**PROBLEM REQUIREMENTS**
Starting at the line that contains "Thank you for the photo. Could you pin the white" and stopping after the line that contains "Target: white arched facade", render that material as a numbered list with blank lines omitted.
-------- ITEMS
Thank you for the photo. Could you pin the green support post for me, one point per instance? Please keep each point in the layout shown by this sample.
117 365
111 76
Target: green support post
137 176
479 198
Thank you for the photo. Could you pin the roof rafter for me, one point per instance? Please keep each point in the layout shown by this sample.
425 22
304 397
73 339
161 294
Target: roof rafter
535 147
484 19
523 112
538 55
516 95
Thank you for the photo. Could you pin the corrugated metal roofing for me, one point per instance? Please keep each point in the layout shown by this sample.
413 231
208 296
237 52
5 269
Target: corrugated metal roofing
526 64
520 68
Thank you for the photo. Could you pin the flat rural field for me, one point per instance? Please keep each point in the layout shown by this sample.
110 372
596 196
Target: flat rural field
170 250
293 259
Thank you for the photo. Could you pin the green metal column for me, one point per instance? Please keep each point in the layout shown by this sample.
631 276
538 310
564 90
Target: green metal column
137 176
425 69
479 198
----------------
-------- ITEMS
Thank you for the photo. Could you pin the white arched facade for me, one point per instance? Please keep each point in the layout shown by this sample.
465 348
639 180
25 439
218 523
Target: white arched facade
----------------
**REPLY**
1. Thank you for the photo. Could you pin the white arched facade for me, one point per instance? Please keep each point in the layout shown by this sample.
2. 465 348
3. 639 180
4. 25 439
5. 218 523
6. Target: white arched facade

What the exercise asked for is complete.